§ EXERCISE REQUIREMENTS: Format every line of the data below as a JSON list of strings, one string per line, with blank lines left out.

-- start of THE DATA --

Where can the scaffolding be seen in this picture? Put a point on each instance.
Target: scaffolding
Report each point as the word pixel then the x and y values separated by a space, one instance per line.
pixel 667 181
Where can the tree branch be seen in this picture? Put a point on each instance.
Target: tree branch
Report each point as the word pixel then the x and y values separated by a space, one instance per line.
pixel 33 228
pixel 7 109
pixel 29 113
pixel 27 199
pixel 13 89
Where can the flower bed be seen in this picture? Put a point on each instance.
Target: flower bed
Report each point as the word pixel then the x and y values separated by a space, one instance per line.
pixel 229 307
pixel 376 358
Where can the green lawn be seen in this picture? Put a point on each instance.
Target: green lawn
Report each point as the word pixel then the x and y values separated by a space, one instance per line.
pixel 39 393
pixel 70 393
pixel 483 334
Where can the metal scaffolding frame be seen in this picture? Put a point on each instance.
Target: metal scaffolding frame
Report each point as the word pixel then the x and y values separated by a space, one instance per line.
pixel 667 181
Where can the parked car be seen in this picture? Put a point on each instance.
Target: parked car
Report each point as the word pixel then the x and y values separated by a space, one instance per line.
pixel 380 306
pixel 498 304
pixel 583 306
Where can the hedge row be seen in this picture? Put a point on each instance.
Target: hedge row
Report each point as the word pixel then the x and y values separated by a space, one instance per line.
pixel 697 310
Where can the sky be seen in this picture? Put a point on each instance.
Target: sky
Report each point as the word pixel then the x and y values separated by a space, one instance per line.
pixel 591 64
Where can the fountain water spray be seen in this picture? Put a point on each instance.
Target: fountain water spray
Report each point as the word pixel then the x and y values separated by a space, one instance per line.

-- end of THE DATA --

§ WRITTEN RESPONSE:
[
  "Where can the scaffolding be seen in this picture? Put a point on each instance.",
  "Target: scaffolding",
  "Report each point as the word pixel then the x and y values separated by a space, one instance per line.",
  "pixel 667 181",
  "Where can the tree branch be seen in this picture? Put a point on each instance.",
  "Target: tree branch",
  "Report each point as the word pixel then the x and y values separated by a space, one instance per line.",
  "pixel 33 228",
  "pixel 7 109",
  "pixel 29 113",
  "pixel 27 199",
  "pixel 13 89",
  "Where can the flower bed be seen in this picture? Put a point on each instance.",
  "Target: flower bed",
  "Report each point as the word pixel then the x and y values separated by a space, one instance per line.",
  "pixel 229 307",
  "pixel 376 358",
  "Where can the green lawn be seen in this picture? Put a point on each instance.",
  "Target: green lawn",
  "Report each point as the word pixel then the x and y values separated by a space, one instance per line.",
  "pixel 39 393",
  "pixel 70 393",
  "pixel 483 334",
  "Where can the metal scaffolding frame be seen in this picture? Put a point on each instance.",
  "Target: metal scaffolding frame",
  "Report each point as the word pixel then the x and y values separated by a space, one instance per line.",
  "pixel 667 181",
  "Where can the parked car be seen in this picture? Put a point on each instance.",
  "Target: parked car",
  "Report each point as the word pixel then the x and y values separated by a space, one instance per line.",
  "pixel 380 306",
  "pixel 498 304",
  "pixel 583 306",
  "Where can the hedge row be seen in this picture? Put a point on each instance.",
  "Target: hedge row",
  "Report each point as the word pixel then the x and y values separated by a space, one instance per line.",
  "pixel 697 310",
  "Where can the sky be seen in this picture? Put a point on each instance.",
  "Target: sky",
  "Report each point as the word pixel then the x and y values separated by a space, one instance per line.",
  "pixel 591 64",
  "Where can the fountain water spray be seen in this picture? Put a point on each instance.",
  "Target: fountain water spray",
  "Report each point as the word pixel then the x and y values separated by a space, one instance per line."
]